▶ [Exercise brief]:
Answer these questions from the text about Citizen Cohn below:
1. Which actor played Roy Cohn?
2. Who directed the film?
3. Where was it filmed?

▶ [Page extract]:
Citizen Cohn is a 1992 cable film covering the life of Joseph McCarthy's controversial chief counsel Roy Cohn. James Woods, who starred as Cohn, was nominated for both an Emmy and a Golden Globe for his performance. Citizen Cohn also stars Joe Don Baker (as McCarthy), Ed Flanders (as Cohn's courtroom nemesis Joseph Welch), Frederic Forrest (as writer Dashiell Hammett), and Pat Hingle (as Cohn's onetime mentor J. Edgar Hoover). It was directed by Frank Pierson. The movie was filmed on location in Pittsburgh, Pennsylvania.

(Collected data entries)
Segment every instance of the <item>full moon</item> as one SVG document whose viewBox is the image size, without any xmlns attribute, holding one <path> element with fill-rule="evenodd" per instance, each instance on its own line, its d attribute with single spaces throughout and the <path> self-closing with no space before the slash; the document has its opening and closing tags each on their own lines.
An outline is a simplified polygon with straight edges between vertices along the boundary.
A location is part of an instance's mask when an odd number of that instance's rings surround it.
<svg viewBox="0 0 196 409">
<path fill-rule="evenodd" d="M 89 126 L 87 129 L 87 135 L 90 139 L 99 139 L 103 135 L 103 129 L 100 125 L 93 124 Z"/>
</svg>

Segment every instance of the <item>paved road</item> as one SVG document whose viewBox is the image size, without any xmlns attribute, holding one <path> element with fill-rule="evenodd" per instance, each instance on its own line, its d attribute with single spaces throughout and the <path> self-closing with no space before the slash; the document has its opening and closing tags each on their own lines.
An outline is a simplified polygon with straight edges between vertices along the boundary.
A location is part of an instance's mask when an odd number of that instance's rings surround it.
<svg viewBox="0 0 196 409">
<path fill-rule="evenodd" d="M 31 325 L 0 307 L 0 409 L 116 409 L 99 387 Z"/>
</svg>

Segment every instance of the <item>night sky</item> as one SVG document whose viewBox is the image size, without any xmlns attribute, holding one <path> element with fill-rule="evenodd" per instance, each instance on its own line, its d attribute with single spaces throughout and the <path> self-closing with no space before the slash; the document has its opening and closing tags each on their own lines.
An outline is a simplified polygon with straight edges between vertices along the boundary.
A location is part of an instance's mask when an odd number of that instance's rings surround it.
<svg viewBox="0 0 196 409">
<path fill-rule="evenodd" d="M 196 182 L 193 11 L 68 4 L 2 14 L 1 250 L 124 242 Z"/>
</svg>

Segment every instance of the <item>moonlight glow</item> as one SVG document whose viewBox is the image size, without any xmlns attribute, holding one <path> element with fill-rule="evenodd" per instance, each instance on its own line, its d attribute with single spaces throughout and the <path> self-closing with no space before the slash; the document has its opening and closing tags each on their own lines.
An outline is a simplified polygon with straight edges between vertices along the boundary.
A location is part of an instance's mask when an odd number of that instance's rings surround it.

▶ [Output of the exercise]:
1. James Woods
2. Frank Pierson
3. Pittsburgh, Pennsylvania